Entries shown:
--- start ---
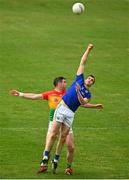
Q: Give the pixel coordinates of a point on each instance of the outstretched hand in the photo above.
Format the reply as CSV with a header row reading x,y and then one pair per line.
x,y
14,93
90,46
99,106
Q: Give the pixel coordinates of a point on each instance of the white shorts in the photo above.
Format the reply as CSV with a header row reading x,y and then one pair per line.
x,y
63,114
50,126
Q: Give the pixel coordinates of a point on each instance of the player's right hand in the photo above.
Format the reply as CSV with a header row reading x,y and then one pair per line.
x,y
14,93
90,46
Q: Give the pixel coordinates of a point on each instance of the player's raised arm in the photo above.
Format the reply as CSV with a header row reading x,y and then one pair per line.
x,y
82,100
32,96
84,59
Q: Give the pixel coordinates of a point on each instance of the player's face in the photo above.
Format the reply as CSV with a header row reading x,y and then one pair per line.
x,y
62,85
89,81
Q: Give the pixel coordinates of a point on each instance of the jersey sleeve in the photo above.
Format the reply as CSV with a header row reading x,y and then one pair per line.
x,y
45,95
80,79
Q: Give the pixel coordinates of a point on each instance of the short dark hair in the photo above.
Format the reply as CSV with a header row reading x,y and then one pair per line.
x,y
92,77
58,79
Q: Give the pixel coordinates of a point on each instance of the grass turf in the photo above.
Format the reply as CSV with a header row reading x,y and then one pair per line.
x,y
40,40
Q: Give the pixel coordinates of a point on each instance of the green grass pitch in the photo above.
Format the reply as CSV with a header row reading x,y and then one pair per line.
x,y
42,39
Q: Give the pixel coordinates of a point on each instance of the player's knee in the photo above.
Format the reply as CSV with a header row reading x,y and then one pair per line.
x,y
70,148
63,137
53,135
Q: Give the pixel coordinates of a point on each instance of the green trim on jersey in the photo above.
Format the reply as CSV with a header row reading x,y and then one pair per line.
x,y
51,114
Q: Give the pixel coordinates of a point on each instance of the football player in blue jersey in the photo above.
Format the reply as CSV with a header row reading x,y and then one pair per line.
x,y
77,94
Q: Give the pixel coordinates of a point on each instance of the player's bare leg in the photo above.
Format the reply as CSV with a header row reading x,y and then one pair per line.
x,y
70,153
49,143
63,134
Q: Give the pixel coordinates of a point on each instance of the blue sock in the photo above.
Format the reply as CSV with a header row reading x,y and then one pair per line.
x,y
56,158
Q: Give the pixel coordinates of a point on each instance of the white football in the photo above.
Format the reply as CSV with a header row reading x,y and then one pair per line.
x,y
78,8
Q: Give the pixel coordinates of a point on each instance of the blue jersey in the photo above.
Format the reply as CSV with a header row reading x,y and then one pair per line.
x,y
71,97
--- end ---
Exercise goal:
Change "photo" to "image" everywhere in the entries above, and give back all of them with nothing else altered. Leave the pictures out.

Full output:
Q: Give the pixel coordinates of a point on each instance of the outstretched hand in the image above.
Format the reply as CSV with a header row reading x,y and then one pair per line.
x,y
14,93
90,46
99,106
Q: Give the pixel coordinates of a point on each instance of the white shorts in the image above.
Format the reply as CSV with a header row reading x,y and then one pair per line.
x,y
63,114
50,126
Q: Give the pixel coordinates of a point on each instance of the player's right hand in the image above.
Format the reply as CSV with a header row reading x,y and then one pair per line.
x,y
14,93
90,46
Q: Give the pixel coordinates of a point on each instance of the player's raised arm in the image above.
Format the reply as CSV with a header row reading x,y and then one pair per line.
x,y
82,100
32,96
84,59
Q: Give the pixel coordinates of a point on each instance of the player's face in the image above.
Format the reply as CSV with a header row reading x,y and then one pair per line.
x,y
62,85
89,81
Q: Give the pixel coordinates of a point on each instance of the jersey sleeve in the image above.
Format the reply as CSV with a header row reading x,y and then one pair per line.
x,y
45,95
80,79
Q: Give the pixel coordinates of a point on each instance of the short dark hair in the image above.
Format the reply as CSV with a header row reading x,y and then one pair per line.
x,y
92,77
58,79
Q: Give the pixel coordinates of a point on each instance of the grass turf in the image above.
Format the reply as CSV with a header row reading x,y and then one pair per line.
x,y
40,40
Q: Give the pixel coordinates of a point on each instance of the green grass pitch in the image above.
Format the reply as CSV with a header row reading x,y and then one pair per line.
x,y
42,39
Q: Give the pixel coordinates of a point on each instance of the player's knee in the image above.
Format the reply as CSV with a header row reading x,y and then one pair per line.
x,y
70,148
63,137
53,135
Q: Give the pixel coordinates of a point on each instance of the green trim on jersey in the image above.
Format the reply as CSV with a header row reading x,y and then one pair per line.
x,y
51,114
Q: Give the pixel coordinates of a point on each instance of the football player in blue jersey in the image above.
Format the reply as CSV with a header row reading x,y and then one pair per line.
x,y
77,94
Q: Give the pixel coordinates of a point on each instance of the player's bare leg in the image above.
Format the reply as CSV with a header row reading x,y and then one pair per line.
x,y
70,153
49,143
63,134
Q: Give the pixel coordinates of a point on each instance of the blue sock in the image above.
Format the reply as CSV with a header row reading x,y and then one pair per line.
x,y
56,158
Q: Give the pixel coordinates of a point on each instance of the white football in the image above.
Format the reply as CSV with a header row reading x,y and then one pair per line.
x,y
78,8
Q: Give the pixel coordinates of a point on each instance of the blue jersey in the image above.
Format the reply as CSV with a header row reading x,y and then one pair per line.
x,y
71,97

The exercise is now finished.